WHAT THIS EXERCISE ASKS:
A. Could you reproduce the diabetes belt article word for word, starting at "Obesity and physical" and ending at "ethnicity and age."?
B. How would the diabetes belt article go on after its last sentence? Continue it from there.
*** PAGE TEXT Section Begins ***
644 counties in mostly 15 southern states have diabetes rates considerably higher than the rest of the population, significantly due to two preventable factors - physical inactivity and obesity and overweight - researchers have revealed in the American Journal of Preventive Medicine. In the 1960s we had the stroke belt, today there is the diabetes belt.
Lead researcher, Lawrence E. Barker, PhD, Division of Diabetes Translation, National Center for Chronic Disease Prevention and Health Promotion, CDC, Atlanta, said:
"Identifying a diabetes belt by counties allows community leaders to identify regions most in need of efforts to prevent type 2 diabetes and to manage existing cases of the disease. Although many risk factors for type 2 diabetes can't be changed, others can. Community design that promotes physical activity, along with improved access to healthy food, can encourage the healthy lifestyle changes that reduce the risk of developing type 2 diabetes."
Obesity and physical activity were the cause of almost one third of the difference between diabetes rates in the rest of the country compared to the 15 southern states, the authors wrote. 30% of the difference was linked to risk factors which can be addressed, and 37% with nonmodifiable factors, such as ethnicity and age.
According to data gathered by the researchers, diabetes prevalence rates in the belt area are at least 11%. After taking into account factors such as obesity, race, ethnicity, age, sedentary lifestyle, education, gender and age, the following four factors stood out in the diabetes belt:
- A much higher proportion of people with diabetes in those southern states were neither Hispanic nor African-Americans compared to the rest of the USA - 23.8% versus 8.6%.
*** PAGE TEXT Section Ends ***
*** DATA SUPPLIED Section Begins ***
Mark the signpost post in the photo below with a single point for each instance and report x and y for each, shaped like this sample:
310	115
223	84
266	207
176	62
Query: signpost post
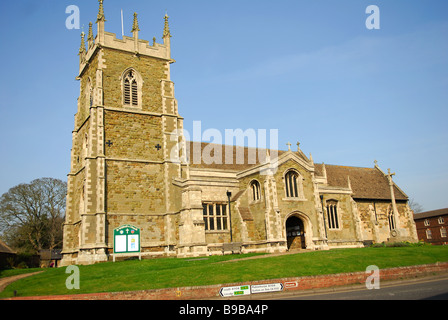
*** DATA SUPPLIED Section Ends ***
RESULTS BY TASK:
A.
Obesity and physical activity were the cause of almost one third of the difference between diabetes rates in the rest of the country compared to the 15 southern states, the authors wrote. 30% of the difference was linked to risk factors which can be addressed, and 37% with nonmodifiable factors, such as ethnicity and age.

B.
- Obesity prevalence was 32.9% in the belt area compared to 26.1% in the rest of the nation
- 30.6% of those in the belt states led a sedentary lifestyle, compared to 24.8% elsewhere in the USA
- 24.1% of those in these southern states have a college degree, versus 34.3% in the other states
The 644 counties that make up the diabetes belt are found in parts of W Virginia, Texas, Tennessee, S Carolina, Pennsylvania, Ohio, North Carolina, Louisiana, Kentucky, Georgia, Florida, Arkansas, Alabama, and the whole of Mississippi.
Dr. Barker said:
"People who live in the diabetes belt will reduce their chance of developing type 2 diabetes if they are more active physically and, for those who are overweight or obese, if they lose weight. Taking these steps will eventually lower the prevalence of diabetes within the diabetes belt."
"Geographic Distribution of Diagnosed Diabetes in the U.S.: A Diabetes Belt"
Lawrence E. Barker, PhD, Karen A. Kirtland, PhD, Edward W. Gregg, PhD, Linda S. Geiss, MA, and Theodore J. Thompson, MS.
American Journal of Preventive Medicine - Volume 40, Issue 4 (April 2011) . doi: 10.1016/j.amepre.2010.12.019.